→ **PROBLEM TO WORK ON**: Lines before the one containing "of the wetsuit" are left out; copy that line and every later line through the end of the data exactly.

→ **GIVEN ENTRIES**:

+---+

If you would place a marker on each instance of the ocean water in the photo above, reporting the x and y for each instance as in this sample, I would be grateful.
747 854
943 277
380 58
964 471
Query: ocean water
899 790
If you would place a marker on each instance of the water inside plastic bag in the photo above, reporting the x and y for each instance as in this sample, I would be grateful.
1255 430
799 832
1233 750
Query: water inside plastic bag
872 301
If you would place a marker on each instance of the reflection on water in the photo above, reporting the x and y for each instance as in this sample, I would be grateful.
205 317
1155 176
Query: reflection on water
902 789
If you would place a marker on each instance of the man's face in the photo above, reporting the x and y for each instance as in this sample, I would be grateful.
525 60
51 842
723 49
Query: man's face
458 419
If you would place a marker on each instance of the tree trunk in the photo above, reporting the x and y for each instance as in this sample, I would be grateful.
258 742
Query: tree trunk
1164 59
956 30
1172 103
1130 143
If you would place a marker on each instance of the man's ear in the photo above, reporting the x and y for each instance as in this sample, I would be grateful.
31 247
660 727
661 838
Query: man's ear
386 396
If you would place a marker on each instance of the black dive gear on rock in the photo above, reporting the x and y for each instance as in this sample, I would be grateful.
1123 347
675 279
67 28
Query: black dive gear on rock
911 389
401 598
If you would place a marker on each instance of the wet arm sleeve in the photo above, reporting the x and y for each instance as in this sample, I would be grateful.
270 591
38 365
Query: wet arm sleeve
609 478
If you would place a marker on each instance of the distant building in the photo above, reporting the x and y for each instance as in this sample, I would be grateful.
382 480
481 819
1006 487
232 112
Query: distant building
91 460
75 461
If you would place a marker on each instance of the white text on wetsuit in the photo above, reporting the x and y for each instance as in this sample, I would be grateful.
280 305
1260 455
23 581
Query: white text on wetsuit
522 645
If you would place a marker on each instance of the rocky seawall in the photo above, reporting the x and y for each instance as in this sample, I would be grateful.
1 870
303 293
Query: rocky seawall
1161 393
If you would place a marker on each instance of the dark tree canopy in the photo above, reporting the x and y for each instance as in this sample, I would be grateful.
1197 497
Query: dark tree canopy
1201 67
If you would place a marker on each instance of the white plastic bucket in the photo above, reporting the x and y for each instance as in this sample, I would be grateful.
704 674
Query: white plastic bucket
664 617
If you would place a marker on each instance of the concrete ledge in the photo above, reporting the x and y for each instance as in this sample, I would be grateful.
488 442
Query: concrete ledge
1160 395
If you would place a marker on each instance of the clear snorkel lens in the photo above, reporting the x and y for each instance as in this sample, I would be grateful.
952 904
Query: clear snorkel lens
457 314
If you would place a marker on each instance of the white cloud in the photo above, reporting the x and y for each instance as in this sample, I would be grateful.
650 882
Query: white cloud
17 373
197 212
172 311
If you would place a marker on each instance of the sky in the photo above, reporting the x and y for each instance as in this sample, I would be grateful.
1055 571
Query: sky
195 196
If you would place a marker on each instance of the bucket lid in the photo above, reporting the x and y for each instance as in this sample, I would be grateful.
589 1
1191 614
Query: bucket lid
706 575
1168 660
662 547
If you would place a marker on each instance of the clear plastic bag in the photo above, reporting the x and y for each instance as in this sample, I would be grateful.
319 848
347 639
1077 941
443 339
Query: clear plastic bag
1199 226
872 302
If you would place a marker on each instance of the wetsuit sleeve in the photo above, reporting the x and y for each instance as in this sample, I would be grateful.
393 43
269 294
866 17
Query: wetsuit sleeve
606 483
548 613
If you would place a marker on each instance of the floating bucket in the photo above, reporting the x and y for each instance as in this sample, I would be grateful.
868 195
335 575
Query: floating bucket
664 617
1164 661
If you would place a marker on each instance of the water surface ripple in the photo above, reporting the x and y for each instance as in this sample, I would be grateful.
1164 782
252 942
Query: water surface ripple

+---+

→ **CORRECT RESULT**:
If you would place a marker on each instance of the wetsuit sleeve in the photo above, reporting the x and y for each instance as in this sample, I would be grateful.
393 43
269 294
866 17
Query: wetsuit sleeve
606 483
548 613
If you would place a marker on each instance of the floating bucket in the photo above, reporting the x and y for each instance as in this sample, I would be grateful.
868 195
335 575
Query: floating bucket
664 617
1164 661
If you would place a marker on each instance of the water surface ripple in the photo above, reporting the x and y for each instance as in this sample, I would be grateful.
1164 782
252 942
Query: water surface ripple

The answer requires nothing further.